# ОТРЫВОК:
┌──

Основанное на укреплённом сословном строе выборное представительство и политическое участие широких слоёв народа во власти организовывалось не на демократических, а на сущностно отличающихся от них соборных началах, – отрицающих количественно-агрегированную, слепую, изменчивую, обезличенную, безотчётную и профанированную волю, но утверждающих качественные начала личностного и ответственного представительства. При таком представительстве волю народа доносят до Царя и правительственных органов наиболее авторитетные лица согласно достопочтенности в государстве представляемых ими общественных слоев (в разрезе территориальных общин) и соответствующей заботе не о корыстных интересах, а об общем благе и нравственном долге, включающем обеспечение справедливости, гарантом которого является сам Государь.
Практической формой такого сущностно-политического различения у черносотенцев служило отвержение идеи либерально-демократической Государственной Думы и выдвижение вместо её Земского собора как народного оплота Самодержавия, органично дополняющего Государственный Совет, который, в свою очередь, следовало собирать, как указывалось отдельным пунктом той же программы, уже не по бюрократическому механизму выслуги на чиновничьей службе, но «выбором Государём выдающихся по дарованиям, жизненному опыту и преданности Самодержавию Русских людей».

└──

# ИСХОДНЫЕ ДАННЫЕ:

┌──

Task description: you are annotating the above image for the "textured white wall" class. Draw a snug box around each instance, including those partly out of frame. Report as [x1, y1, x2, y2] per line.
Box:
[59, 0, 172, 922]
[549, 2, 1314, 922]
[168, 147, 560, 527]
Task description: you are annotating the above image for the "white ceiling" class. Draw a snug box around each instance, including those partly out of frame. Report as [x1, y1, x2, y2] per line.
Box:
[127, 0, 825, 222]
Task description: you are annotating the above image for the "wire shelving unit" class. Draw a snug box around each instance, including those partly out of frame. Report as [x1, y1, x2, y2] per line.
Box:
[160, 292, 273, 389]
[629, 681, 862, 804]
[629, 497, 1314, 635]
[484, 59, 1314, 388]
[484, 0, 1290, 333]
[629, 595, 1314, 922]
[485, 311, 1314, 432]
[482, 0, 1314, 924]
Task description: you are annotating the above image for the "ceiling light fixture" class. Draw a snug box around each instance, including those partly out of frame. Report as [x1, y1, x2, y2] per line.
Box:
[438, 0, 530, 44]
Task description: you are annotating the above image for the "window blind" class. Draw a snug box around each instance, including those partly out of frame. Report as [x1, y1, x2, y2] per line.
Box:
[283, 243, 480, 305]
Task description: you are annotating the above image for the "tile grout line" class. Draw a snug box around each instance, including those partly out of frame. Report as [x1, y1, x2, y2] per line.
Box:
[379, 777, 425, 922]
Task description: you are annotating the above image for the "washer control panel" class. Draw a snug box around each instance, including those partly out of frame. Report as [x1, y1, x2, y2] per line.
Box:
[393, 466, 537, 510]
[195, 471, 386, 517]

└──

# ЗАДАНИЯ:
1. Перепишите без изменений часть отрывка о соборном представительстве. Начните с места, где стоят слова «Основанное на укреплённом», и остановитесь после слов «является сам Государь.».
2. Выпишите из отрывка о соборном представительстве все определения, которыми охарактеризована отрицаемая соборными началами воля.

# ОТВЕТЫ ПО ПОРЯДКУ:
1.
Основанное на укреплённом сословном строе выборное представительство и политическое участие широких слоёв народа во власти организовывалось не на демократических, а на сущностно отличающихся от них соборных началах, – отрицающих количественно-агрегированную, слепую, изменчивую, обезличенную, безотчётную и профанированную волю, но утверждающих качественные начала личностного и ответственного представительства. При таком представительстве волю народа доносят до Царя и правительственных органов наиболее авторитетные лица согласно достопочтенности в государстве представляемых ими общественных слоев (в разрезе территориальных общин) и соответствующей заботе не о корыстных интересах, а об общем благе и нравственном долге, включающем обеспечение справедливости, гарантом которого является сам Государь.

2. количественно-агрегированную, слепую, изменчивую, обезличенную, безотчётную, профанированную